After locating the line that holds "For this drill the class indicates the chin", copy that line and all that follow it word for word through the end of the data, with no pictures.
*** Begin section ***
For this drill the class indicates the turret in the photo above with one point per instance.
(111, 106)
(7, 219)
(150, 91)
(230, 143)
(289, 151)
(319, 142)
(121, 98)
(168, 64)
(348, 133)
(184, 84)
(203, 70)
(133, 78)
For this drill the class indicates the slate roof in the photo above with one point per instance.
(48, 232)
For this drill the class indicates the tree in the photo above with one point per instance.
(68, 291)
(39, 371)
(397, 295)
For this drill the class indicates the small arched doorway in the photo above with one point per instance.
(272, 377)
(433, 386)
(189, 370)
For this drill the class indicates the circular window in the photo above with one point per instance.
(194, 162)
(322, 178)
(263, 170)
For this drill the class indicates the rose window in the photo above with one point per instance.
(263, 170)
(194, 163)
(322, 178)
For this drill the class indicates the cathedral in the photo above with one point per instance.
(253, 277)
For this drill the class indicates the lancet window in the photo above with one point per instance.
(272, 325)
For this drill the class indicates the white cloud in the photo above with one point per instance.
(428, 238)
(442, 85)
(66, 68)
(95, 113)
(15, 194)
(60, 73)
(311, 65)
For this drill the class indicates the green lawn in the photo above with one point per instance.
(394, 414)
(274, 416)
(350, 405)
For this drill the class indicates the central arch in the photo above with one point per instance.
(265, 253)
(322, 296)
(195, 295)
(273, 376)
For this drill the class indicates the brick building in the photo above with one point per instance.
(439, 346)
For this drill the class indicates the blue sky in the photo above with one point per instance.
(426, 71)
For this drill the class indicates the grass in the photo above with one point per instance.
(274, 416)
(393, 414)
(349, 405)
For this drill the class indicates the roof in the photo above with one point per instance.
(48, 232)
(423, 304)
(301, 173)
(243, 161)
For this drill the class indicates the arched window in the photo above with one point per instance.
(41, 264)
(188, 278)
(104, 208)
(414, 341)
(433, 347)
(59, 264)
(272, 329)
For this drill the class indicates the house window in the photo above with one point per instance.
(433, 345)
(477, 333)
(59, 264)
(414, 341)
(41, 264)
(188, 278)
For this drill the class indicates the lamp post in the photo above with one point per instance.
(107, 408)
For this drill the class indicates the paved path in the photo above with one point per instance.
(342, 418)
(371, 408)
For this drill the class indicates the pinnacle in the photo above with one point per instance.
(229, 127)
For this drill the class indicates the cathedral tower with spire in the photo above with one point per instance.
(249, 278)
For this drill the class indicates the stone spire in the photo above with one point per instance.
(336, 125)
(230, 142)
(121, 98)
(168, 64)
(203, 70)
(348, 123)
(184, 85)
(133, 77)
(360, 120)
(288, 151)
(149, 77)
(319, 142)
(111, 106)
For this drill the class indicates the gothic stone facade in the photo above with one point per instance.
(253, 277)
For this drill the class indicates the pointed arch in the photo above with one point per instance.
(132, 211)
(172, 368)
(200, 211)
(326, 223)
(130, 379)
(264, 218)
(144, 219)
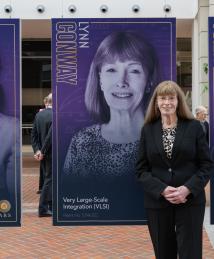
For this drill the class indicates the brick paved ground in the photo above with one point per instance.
(37, 238)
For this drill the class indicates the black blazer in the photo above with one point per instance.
(190, 165)
(42, 131)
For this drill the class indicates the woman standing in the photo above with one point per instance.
(174, 166)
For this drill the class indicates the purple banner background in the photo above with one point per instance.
(10, 105)
(211, 106)
(70, 114)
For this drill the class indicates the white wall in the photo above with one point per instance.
(27, 9)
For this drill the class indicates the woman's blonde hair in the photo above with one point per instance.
(167, 88)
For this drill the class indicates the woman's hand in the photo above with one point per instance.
(176, 195)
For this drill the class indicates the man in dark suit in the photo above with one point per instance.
(41, 137)
(9, 156)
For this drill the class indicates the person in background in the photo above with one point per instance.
(174, 166)
(9, 156)
(201, 115)
(41, 138)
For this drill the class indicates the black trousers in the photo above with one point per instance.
(45, 201)
(41, 174)
(177, 231)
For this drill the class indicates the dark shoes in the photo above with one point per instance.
(45, 214)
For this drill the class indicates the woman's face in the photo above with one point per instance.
(123, 84)
(167, 104)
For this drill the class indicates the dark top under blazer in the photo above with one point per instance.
(190, 165)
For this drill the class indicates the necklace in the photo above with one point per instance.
(171, 125)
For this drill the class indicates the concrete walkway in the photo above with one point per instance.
(38, 239)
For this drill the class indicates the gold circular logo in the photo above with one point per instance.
(4, 206)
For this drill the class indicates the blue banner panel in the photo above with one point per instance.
(211, 107)
(104, 73)
(10, 203)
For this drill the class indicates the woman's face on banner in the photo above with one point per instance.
(123, 84)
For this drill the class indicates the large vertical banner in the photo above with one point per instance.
(104, 73)
(10, 204)
(211, 105)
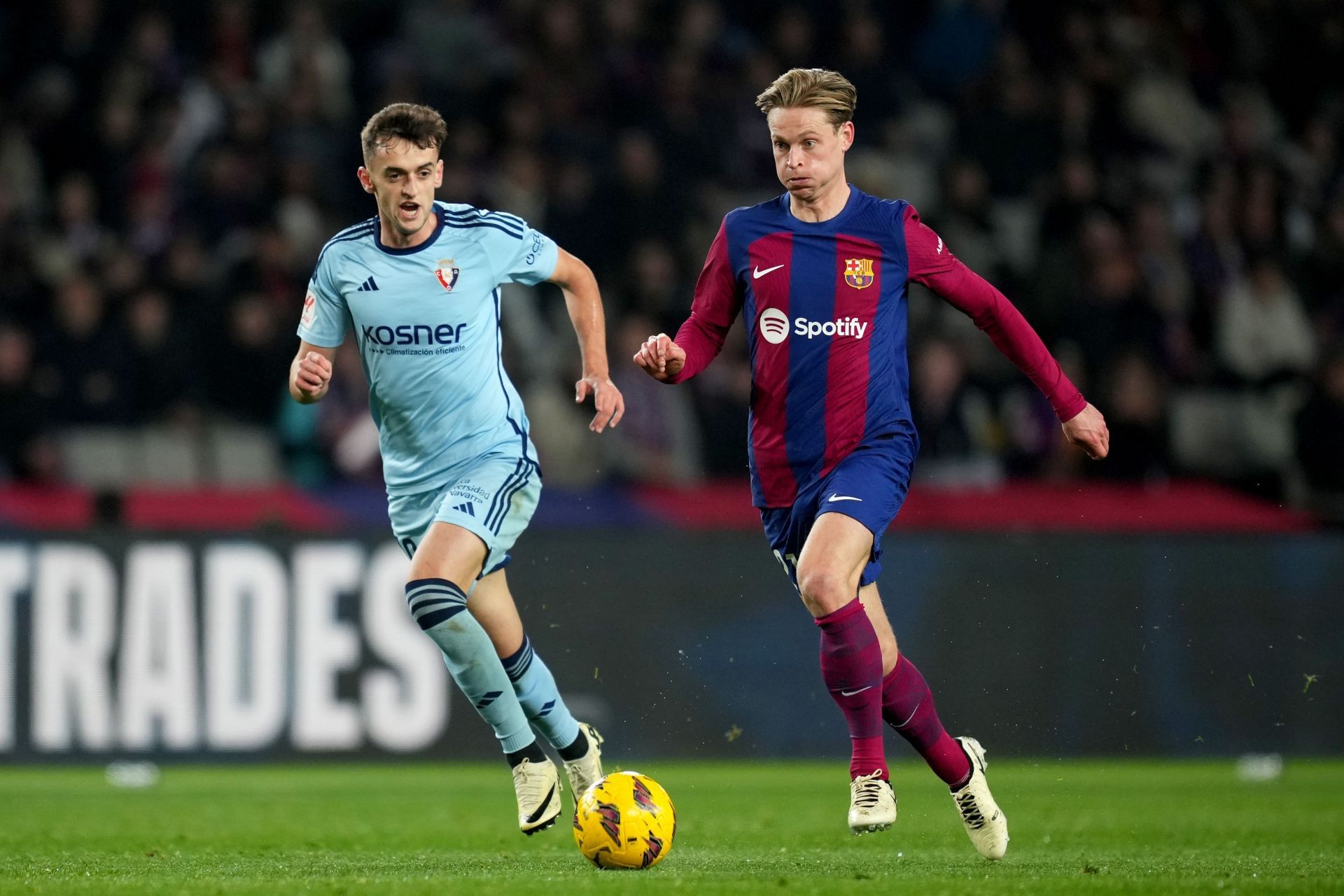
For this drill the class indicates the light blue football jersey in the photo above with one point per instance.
(428, 326)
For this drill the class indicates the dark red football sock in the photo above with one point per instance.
(907, 707)
(851, 665)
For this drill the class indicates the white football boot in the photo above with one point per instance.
(873, 804)
(588, 770)
(538, 789)
(984, 820)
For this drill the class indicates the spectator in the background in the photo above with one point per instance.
(638, 198)
(939, 382)
(654, 286)
(81, 365)
(965, 222)
(308, 50)
(1161, 266)
(1326, 273)
(659, 440)
(1320, 437)
(958, 45)
(1138, 422)
(77, 238)
(1110, 314)
(26, 450)
(163, 379)
(1262, 328)
(251, 360)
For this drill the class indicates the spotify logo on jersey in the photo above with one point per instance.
(774, 326)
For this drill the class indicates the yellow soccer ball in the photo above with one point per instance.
(625, 821)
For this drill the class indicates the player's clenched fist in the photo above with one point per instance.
(312, 374)
(1088, 430)
(660, 356)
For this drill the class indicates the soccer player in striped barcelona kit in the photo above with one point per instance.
(819, 276)
(419, 285)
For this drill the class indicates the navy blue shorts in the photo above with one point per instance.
(869, 485)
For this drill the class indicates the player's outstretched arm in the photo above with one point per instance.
(1088, 430)
(585, 305)
(311, 372)
(660, 358)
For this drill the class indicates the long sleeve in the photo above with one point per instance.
(715, 307)
(933, 265)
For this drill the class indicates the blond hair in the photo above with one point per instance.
(812, 88)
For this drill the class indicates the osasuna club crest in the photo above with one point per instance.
(858, 272)
(447, 273)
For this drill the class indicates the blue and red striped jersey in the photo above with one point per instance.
(824, 307)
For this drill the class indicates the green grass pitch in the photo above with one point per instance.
(1105, 827)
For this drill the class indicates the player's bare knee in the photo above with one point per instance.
(824, 590)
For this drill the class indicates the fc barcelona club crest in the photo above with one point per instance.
(858, 272)
(447, 273)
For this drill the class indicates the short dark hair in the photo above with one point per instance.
(420, 125)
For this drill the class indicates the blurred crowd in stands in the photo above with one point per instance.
(1156, 184)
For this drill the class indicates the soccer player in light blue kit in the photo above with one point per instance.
(419, 284)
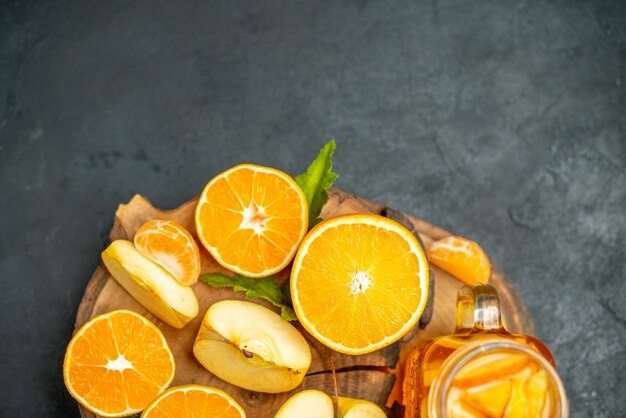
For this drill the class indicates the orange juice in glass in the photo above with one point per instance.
(482, 371)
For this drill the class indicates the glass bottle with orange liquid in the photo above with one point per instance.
(482, 371)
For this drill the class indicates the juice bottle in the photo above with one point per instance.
(482, 371)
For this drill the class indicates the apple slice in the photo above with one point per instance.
(252, 347)
(307, 404)
(150, 285)
(359, 408)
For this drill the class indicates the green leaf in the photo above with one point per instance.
(266, 288)
(316, 181)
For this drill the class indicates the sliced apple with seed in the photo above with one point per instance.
(359, 408)
(152, 286)
(252, 347)
(307, 404)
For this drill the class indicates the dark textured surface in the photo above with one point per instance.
(504, 121)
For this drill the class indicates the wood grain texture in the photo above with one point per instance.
(366, 376)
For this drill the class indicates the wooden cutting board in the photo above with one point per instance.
(370, 376)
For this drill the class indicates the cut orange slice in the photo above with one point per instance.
(171, 246)
(359, 282)
(491, 398)
(490, 367)
(252, 219)
(117, 363)
(194, 401)
(462, 258)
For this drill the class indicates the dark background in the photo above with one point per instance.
(503, 121)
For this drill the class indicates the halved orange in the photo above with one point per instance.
(462, 258)
(194, 401)
(171, 246)
(252, 219)
(117, 363)
(359, 282)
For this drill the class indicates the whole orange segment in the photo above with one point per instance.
(462, 258)
(171, 246)
(194, 401)
(117, 363)
(251, 219)
(359, 282)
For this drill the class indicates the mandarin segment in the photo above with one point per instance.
(490, 398)
(462, 258)
(110, 375)
(251, 219)
(491, 367)
(500, 385)
(365, 269)
(194, 401)
(171, 246)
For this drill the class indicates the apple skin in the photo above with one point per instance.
(309, 403)
(359, 408)
(252, 347)
(153, 287)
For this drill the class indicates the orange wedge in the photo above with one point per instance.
(117, 363)
(194, 401)
(252, 219)
(491, 398)
(490, 367)
(171, 246)
(359, 282)
(462, 258)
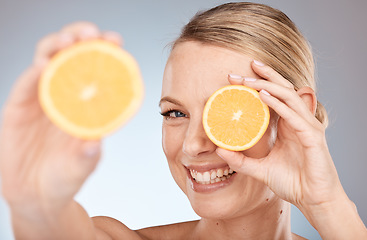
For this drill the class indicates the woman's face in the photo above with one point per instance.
(193, 73)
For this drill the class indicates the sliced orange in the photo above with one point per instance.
(235, 118)
(91, 88)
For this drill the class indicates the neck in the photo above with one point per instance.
(269, 222)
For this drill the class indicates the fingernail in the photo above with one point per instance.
(250, 79)
(235, 76)
(258, 63)
(265, 92)
(66, 38)
(218, 149)
(88, 32)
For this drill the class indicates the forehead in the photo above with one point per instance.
(198, 70)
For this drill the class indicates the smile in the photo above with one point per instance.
(212, 176)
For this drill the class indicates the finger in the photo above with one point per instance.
(25, 88)
(88, 158)
(82, 30)
(49, 45)
(235, 79)
(286, 95)
(289, 115)
(270, 74)
(113, 37)
(243, 164)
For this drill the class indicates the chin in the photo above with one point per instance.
(240, 197)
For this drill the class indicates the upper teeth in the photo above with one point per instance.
(212, 176)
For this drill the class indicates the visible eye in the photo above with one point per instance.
(173, 114)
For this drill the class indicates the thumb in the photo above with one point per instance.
(87, 159)
(242, 164)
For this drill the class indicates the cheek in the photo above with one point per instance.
(266, 143)
(171, 142)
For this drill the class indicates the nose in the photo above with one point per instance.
(196, 142)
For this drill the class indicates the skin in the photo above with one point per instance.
(293, 167)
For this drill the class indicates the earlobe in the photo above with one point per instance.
(309, 97)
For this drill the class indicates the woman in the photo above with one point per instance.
(236, 43)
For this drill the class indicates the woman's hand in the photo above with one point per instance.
(42, 168)
(299, 168)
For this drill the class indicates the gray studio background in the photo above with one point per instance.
(132, 182)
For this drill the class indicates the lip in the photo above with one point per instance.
(208, 188)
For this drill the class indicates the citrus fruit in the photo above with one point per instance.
(235, 118)
(91, 88)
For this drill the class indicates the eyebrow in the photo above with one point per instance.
(171, 100)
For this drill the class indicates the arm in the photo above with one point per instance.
(299, 168)
(42, 168)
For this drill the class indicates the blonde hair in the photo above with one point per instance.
(260, 31)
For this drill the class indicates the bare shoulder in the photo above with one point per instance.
(111, 229)
(168, 232)
(297, 237)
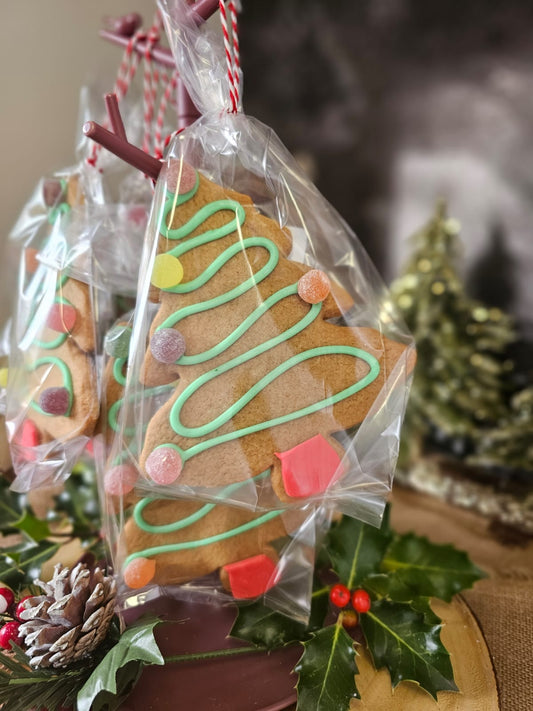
*** End section ***
[Result of the exercise]
For this drill the class indicates the chin in the photo above with one point per instance.
(240, 197)
For this drill the class indicates the upper teeth in the photo above with one point per instance.
(212, 176)
For this drill the class indicates the visible eye in the photo above with one point per instance.
(173, 114)
For this drill the class indicates the thumb in the photo above with one point per instance.
(87, 159)
(242, 164)
For this drill the class indicates the cheek in the photo above with one point per instance.
(266, 143)
(171, 142)
For this drill the class indicates the nose in the photo above with one point per instance.
(196, 142)
For this drill the class indicates the skin in the photo above with one point per instance.
(293, 167)
For this drill the class indicates the earlobe in the photo above with one point per instance.
(309, 97)
For this drill the class indicates the woman in the photo above with one point per instance.
(236, 43)
For this drill the class indicates the woman's hand in the photo above with one point per instance.
(42, 168)
(299, 168)
For this drill the class indicates the gray studio background in the photo above with one point per instance.
(132, 182)
For this drill the class indicates the lip in the photo above with one point per instance.
(208, 188)
For this drill the class indicates the citrus fruit in the photo above with one point per instance.
(235, 118)
(91, 88)
For this drill the class indicates the eyebrow in the photo above with one point per instance.
(171, 100)
For this drill the class indicates the arm in the photo above with one point per instance.
(299, 168)
(42, 168)
For this drill the class indicates the blonde hair in the photo above with one point per instance.
(260, 31)
For this drill the class indicates the bare shoulder in the photo above with one point per instance.
(111, 229)
(168, 232)
(297, 237)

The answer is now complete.